___ DOCUMENT SECTION ___

Hardware: AMD CPU’s – Review – What’s Up with Zen?

Motherboards have to support the abilities of the CPU. AMD has announced three new motherboard chips sets to support the Zen CPU. I’m not into the deep geeky details. Suffice to say the chip sets and CPU are planned to make AMD more competitive in the gaming market. The change corrects a misjudgment made in earlier AMD CPU design.

End of summer

End of summer

AMD bet gaming would go with parallel computing, which multiple CORES handles better. While multiple cores have traditionally run slower than single cores, meaning slower clocks – 2.4GHz vs 3.5Ghz, they can do roughly 70± % more with each added core. But, it didn’t work out that way in the gaming world.

Note: Each core generates heat, uses power, and has to move data cross the motherboard to memory chips. Heat dissipation and the speed of memory and other IO channels limits how many cores can run at what speed. Think of 10 guys handing boxes to one guy putting them in a truck.

Intel bet gaming would make more use of fewer but faster cores. They won.

Said another way Intel bet if they made their 2 or 4 cores faster it would be better for gamers. AMD bet if they added 4 more cores and worried less about clock speed it would be better for gamers. So, they thought 8 cores at 2.4 would better than 4 at 3.5. (2.4 x 8 = 19.2 – 3.5 x 4 = 14… that’s a 27% advantage to AMD)

The problem is parallel processing is difficult to program. Game designers use fewer cores. We see that in many games. It is why Intel’s i5-6600K is winning so many votes for best CPU for the money in the gaming world. When you only use 2 of 4 or 8 cores the advantage rapidly shifts. 2.4 x 2 = 4.8 – 3.5 x 2 = 7 giving Intel a 32% advantage. That is way too big an advantage for a gamer, especially a competitive gamer, to give up.

It is only with the arrival of DirectX and Vulkan, the graphics processing code going into new games, that parallel processing is added. Parallel processing is being pushed into the graphics cards where parallelism is easy as the result is a composite image. Imagine lots of people working on painting a mural at the same time. Imagine 5 people trying to balance a single checkbook where the answer is a single number. My GTX 1060 has 1280 cores. My i5 has 4. Odd that they cost about the same.

Intel has a better grasp on reality and human nature. It paid off. AMD is waking up but, still heavily invested in parallel processing. Are they ahead of their time? Possibly.

AMD has designed for a 40% increase in the number of instructions they can process with each clock tick. If they achieve that, even running at 2.4GHz they will exceed Intel’s performance at 3.5GHz. That would give them an advantage on a per core basis. The area where Intel has excelled. They will be competitive.

Prices

AMD has not announced pricing. We know who they are competing against and what the competition’s prices are. We can guess that AMD is probably not going to exceed the speed of Intel’s i7-6700K 4 core. They may well match it on speed and deliver 8 hyper threaded cores for an effective 16 cores at the same price.

___

__DIRECTIVE A__
Answer these questions about the post on AMD's Zen CPUs:
(i) How many cores does the writer's GTX 1060 have?
(ii) What percentage increase in instructions processed per clock tick has AMD designed for?
(iii) Which Intel CPU is winning many votes for best CPU for the money in the gaming world?
__DIRECTIVE B__
Please reproduce everything in the post on AMD's Zen CPUs from "Said another way" down to "advantage to AMD)", word for word.

___ MATERIAL PROVIDED ___

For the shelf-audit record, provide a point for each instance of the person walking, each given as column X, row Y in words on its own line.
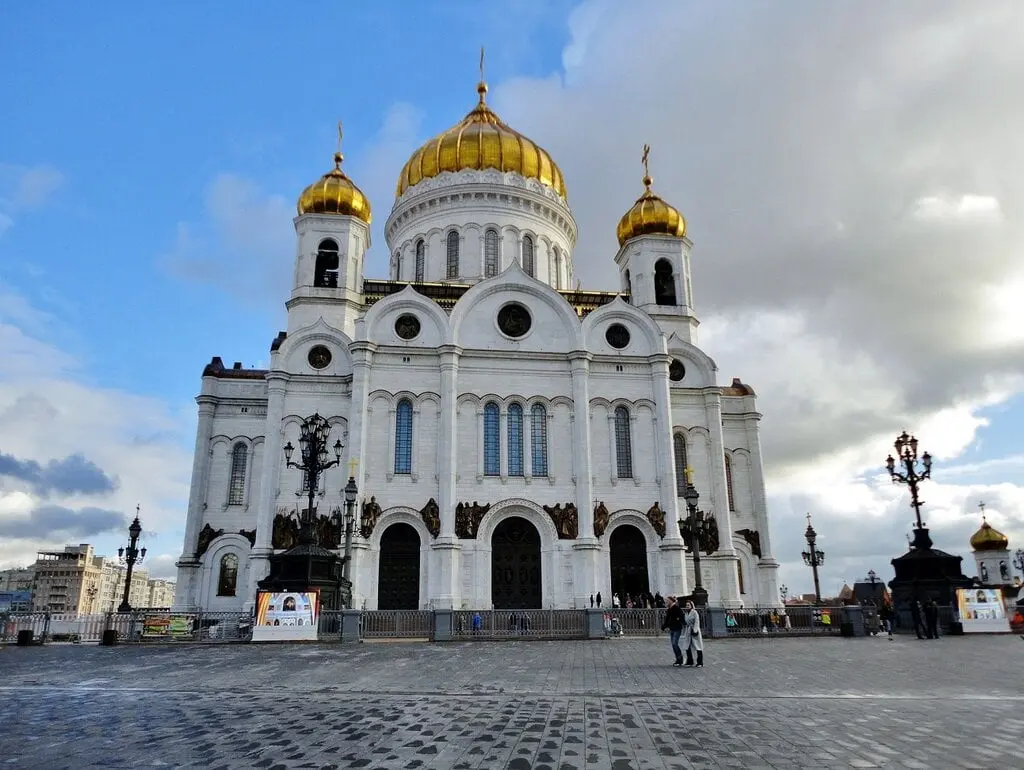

___

__CORRECT ANSWER A__
(i) 1280
(ii) 40%
(iii) The i5-6600K

__CORRECT ANSWER B__
Said another way Intel bet if they made their 2 or 4 cores faster it would be better for gamers. AMD bet if they added 4 more cores and worried less about clock speed it would be better for gamers. So, they thought 8 cores at 2.4 would better than 4 at 3.5. (2.4 x 8 = 19.2 – 3.5 x 4 = 14… that’s a 27% advantage to AMD)